[EXERCISE OBJECTIVE]
Could you copy out, word for word, the part of the records below that begins with the line containing "Teacher note: have the class pick out the green" and runs to the end of the records?

◇ ◇ ◇ ◇

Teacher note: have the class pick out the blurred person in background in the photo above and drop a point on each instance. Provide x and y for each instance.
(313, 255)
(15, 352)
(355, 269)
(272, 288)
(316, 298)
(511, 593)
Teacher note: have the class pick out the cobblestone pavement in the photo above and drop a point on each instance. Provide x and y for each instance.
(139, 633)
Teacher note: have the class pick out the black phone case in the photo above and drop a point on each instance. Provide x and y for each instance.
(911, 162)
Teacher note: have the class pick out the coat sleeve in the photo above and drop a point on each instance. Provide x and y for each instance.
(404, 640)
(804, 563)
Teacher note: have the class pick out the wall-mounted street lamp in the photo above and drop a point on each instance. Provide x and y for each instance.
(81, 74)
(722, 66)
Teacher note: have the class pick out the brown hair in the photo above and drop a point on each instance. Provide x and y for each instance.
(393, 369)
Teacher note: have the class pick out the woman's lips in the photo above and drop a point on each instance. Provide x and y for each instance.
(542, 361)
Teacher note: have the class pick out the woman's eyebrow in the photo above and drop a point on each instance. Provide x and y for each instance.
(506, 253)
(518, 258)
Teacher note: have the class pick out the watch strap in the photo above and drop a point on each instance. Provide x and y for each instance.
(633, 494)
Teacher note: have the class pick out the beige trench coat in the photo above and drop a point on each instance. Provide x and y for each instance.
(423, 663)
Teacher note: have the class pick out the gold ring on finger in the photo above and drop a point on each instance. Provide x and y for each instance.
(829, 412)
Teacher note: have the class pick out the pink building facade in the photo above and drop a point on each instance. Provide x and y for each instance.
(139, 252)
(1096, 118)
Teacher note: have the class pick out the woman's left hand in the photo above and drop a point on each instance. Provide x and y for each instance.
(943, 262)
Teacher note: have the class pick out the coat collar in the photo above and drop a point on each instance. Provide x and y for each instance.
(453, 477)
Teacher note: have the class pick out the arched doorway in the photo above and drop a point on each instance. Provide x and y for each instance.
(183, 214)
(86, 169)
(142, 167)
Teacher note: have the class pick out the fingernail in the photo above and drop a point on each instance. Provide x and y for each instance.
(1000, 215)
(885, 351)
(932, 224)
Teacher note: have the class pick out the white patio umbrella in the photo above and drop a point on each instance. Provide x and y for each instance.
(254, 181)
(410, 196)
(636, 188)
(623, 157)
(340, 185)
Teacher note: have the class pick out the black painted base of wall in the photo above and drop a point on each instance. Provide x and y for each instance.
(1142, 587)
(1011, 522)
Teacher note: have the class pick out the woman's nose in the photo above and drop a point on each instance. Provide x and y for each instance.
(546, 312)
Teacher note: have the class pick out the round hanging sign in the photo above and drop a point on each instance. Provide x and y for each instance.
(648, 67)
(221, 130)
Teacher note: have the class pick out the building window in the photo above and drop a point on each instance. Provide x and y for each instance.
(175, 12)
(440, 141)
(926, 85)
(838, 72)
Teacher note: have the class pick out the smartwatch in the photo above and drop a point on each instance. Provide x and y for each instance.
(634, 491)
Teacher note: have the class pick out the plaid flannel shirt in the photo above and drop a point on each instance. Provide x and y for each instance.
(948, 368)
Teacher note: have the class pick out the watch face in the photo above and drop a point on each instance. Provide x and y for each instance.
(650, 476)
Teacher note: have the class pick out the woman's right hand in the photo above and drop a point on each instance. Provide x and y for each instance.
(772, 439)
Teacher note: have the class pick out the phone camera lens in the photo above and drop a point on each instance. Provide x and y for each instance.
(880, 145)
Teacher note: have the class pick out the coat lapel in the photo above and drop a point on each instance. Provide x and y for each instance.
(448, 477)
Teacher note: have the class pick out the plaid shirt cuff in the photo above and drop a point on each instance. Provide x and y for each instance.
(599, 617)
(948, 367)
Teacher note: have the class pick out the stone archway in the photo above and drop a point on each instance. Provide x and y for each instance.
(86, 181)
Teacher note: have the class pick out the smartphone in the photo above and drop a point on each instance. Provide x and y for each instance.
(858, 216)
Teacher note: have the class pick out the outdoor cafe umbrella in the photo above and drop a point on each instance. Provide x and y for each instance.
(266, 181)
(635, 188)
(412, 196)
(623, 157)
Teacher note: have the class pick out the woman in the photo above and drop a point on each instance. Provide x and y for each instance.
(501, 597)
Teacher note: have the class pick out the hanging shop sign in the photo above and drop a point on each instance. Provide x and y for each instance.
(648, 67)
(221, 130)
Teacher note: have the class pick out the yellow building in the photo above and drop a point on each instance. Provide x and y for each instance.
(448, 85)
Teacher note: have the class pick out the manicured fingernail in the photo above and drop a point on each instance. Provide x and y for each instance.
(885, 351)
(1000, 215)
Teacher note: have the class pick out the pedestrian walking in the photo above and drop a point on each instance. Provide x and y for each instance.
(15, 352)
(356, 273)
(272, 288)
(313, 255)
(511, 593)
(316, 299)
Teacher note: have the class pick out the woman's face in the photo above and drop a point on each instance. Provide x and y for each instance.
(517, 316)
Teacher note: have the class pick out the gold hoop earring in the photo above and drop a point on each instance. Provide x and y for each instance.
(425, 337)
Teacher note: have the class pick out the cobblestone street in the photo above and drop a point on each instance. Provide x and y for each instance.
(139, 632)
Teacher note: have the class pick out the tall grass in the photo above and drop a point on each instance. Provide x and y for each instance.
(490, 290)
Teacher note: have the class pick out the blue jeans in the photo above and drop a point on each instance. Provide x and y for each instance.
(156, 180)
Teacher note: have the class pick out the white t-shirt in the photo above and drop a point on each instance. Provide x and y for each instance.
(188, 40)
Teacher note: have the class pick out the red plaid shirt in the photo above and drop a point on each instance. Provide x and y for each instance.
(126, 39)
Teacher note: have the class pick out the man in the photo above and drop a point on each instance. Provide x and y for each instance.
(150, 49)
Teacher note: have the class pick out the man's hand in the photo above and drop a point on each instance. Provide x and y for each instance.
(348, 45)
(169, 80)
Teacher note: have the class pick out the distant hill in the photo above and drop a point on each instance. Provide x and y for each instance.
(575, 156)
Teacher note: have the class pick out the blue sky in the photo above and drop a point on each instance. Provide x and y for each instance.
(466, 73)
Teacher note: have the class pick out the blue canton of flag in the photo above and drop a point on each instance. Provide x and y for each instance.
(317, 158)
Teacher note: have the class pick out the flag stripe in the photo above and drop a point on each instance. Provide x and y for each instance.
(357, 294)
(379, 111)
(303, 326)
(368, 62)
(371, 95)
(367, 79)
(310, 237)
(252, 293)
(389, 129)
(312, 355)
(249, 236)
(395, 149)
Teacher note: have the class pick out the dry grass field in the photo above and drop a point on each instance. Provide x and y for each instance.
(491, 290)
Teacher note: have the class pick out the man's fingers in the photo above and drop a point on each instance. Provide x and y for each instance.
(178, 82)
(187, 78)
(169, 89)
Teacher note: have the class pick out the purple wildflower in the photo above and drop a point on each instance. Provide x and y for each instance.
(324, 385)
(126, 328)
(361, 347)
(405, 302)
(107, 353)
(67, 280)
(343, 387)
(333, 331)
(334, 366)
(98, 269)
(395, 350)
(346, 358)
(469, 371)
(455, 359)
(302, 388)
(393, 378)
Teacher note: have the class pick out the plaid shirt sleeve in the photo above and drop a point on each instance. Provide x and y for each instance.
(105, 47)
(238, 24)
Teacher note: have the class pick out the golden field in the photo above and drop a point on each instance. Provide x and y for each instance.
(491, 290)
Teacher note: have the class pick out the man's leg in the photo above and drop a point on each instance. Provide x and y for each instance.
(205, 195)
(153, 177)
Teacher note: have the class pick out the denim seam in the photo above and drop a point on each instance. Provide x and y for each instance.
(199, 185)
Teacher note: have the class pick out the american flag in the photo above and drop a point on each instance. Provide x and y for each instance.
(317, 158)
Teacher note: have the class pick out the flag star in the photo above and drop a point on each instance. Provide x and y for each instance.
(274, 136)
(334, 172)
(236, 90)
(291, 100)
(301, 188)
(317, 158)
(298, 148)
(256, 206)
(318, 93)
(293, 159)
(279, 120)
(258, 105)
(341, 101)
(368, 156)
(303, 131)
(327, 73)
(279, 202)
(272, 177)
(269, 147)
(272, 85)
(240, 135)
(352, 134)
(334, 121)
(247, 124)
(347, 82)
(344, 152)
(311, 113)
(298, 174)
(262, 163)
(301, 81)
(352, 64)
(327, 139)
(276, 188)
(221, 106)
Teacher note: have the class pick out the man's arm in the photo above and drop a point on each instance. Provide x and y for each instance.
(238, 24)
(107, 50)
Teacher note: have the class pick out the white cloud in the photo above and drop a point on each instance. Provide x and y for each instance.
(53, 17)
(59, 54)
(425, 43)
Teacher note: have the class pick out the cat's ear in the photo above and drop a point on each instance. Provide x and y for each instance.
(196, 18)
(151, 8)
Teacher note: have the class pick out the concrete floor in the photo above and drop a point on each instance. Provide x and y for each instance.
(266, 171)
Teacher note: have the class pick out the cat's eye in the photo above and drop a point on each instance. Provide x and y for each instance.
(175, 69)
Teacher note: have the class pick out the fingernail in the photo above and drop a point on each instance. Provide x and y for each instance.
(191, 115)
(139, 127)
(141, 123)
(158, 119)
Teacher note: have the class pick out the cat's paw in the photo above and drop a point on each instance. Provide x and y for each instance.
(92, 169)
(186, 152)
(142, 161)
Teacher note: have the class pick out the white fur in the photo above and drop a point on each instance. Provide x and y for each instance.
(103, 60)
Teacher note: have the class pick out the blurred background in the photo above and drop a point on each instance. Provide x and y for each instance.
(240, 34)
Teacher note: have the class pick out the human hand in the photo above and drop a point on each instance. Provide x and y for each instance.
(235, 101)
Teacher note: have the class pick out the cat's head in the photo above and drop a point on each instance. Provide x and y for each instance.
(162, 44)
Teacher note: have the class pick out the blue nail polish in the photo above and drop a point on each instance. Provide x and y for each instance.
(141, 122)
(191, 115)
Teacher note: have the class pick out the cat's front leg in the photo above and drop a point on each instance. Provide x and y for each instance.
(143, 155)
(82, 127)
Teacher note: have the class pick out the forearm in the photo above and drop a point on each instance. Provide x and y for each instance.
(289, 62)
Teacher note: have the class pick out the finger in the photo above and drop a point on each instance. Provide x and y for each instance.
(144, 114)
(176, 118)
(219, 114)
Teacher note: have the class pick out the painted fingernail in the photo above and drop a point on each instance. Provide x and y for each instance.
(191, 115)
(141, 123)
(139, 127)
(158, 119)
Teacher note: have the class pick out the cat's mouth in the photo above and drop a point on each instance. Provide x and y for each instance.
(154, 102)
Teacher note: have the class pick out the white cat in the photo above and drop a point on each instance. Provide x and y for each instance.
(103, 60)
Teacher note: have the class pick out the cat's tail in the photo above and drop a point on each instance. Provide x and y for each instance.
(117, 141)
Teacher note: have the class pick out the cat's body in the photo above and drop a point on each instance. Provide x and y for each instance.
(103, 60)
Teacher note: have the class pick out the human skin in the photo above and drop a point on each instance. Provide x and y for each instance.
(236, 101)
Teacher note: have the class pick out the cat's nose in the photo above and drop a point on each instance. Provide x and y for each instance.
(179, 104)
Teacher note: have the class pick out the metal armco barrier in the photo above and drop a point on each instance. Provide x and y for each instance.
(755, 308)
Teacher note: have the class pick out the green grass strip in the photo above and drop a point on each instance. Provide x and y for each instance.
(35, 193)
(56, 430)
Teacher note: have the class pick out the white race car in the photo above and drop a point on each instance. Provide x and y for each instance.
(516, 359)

◇ ◇ ◇ ◇

[SOLUTION TO THIS TASK]
Teacher note: have the class pick out the green grass strip in the photo above and drop a point on each instance. Provide x and y for each instance.
(35, 193)
(56, 430)
Teacher note: have the class pick out the white race car in the photo above and drop a point on each instance. Provide x and y for each instance.
(516, 359)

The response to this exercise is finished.